Mean RTs (in ms, and associated standard error bars) for old and new contexts (solid and dashed lines, respectively) as a function of epoch.

http://dx.doi.org/10.1371/journal.pone.0059466.g004

For the learning phase, an ANOVA with the factors Context (old, new) and Epoch (1–3) yielded significant main effects of context, F(1, 13) = 15.45, p<.01, and of epoch, F(1.14, 14.84) = 8.99, p<.01. RTs were on average 135 ms faster for old in comparison to new contexts. The interaction between context and epoch was marginally significant, F(2, 26) = 3.14, p = .06, reflecting an increase in the contextual-cueing effect from epoch 1 (102 ms) to epoch 3 (166 ms). Subsequent RT comparisons of old and new contexts in each block revealed the first significant difference in block 4, t(13) = 2.57, p<.05.

For the relocation phase performed on the next day, an ANOVA with the factors Context (old, new) and Epoch (4–10) revealed a significant main effect of epoch, F(2.52, 32.77) = 6.39, p<.01. The main effect of context and the interaction between context and epoch were not significant (ps>.10). Mean contextual cueing was 23 ms.

Finally, in the return phase, when the initial target locations returned, RTs for old contexts were 118 ms faster than for new contexts, t(13) = 3.01, p<.05, and this difference occurred again instantaneously in the first block of the return phase (i.e., block 51), t(13) = 2.54, p<.05.

───

Aim:
In the contextual-cueing results, set down word for word the stretch from "Mean RTs (in" through "4, t(13) = 2.57, p<.05.".

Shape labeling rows
───

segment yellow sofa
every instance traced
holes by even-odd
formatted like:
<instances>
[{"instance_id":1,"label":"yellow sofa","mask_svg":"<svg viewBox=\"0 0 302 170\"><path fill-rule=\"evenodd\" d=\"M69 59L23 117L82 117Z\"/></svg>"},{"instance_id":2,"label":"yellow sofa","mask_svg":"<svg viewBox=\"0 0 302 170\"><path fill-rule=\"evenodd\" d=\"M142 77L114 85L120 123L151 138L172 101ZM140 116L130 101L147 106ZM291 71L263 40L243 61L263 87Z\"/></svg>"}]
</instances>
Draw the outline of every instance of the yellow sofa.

───

Final result:
Mean RTs (in ms, and associated standard error bars) for old and new contexts (solid and dashed lines, respectively) as a function of epoch.

http://dx.doi.org/10.1371/journal.pone.0059466.g004

For the learning phase, an ANOVA with the factors Context (old, new) and Epoch (1–3) yielded significant main effects of context, F(1, 13) = 15.45, p<.01, and of epoch, F(1.14, 14.84) = 8.99, p<.01. RTs were on average 135 ms faster for old in comparison to new contexts. The interaction between context and epoch was marginally significant, F(2, 26) = 3.14, p = .06, reflecting an increase in the contextual-cueing effect from epoch 1 (102 ms) to epoch 3 (166 ms). Subsequent RT comparisons of old and new contexts in each block revealed the first significant difference in block 4, t(13) = 2.57, p<.05.